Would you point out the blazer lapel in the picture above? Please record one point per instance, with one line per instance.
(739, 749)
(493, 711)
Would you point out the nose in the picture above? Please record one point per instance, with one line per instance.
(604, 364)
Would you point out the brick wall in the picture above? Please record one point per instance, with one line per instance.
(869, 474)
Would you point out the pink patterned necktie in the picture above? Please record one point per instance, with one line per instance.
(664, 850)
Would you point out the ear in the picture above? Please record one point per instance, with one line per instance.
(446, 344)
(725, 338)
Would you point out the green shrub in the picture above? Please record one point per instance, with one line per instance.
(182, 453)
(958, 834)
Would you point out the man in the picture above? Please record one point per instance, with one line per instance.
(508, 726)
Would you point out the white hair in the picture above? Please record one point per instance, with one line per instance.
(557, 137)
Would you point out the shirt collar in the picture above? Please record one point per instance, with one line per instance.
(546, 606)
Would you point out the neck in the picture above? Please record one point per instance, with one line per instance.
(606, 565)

==

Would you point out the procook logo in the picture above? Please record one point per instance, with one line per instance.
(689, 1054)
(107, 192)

---

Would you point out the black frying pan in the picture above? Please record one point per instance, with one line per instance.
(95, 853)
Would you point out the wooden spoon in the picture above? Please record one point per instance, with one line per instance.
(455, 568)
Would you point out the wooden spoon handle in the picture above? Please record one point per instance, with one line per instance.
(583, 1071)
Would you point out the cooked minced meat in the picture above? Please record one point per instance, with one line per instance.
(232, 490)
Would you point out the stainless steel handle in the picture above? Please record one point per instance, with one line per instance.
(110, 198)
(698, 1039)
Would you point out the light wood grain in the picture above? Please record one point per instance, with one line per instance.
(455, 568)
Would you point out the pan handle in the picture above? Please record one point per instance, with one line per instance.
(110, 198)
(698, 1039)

AIM: Which lines in the records above contain the word "wooden", with uppercase and lowercase treated as different? Copy each such line in full.

THE SOLUTION:
Would you point out the wooden spoon in the picture above? Please record one point per instance, with one line per instance.
Would you point out the wooden spoon handle in the picture above? Please record one point per instance, with one line per instance.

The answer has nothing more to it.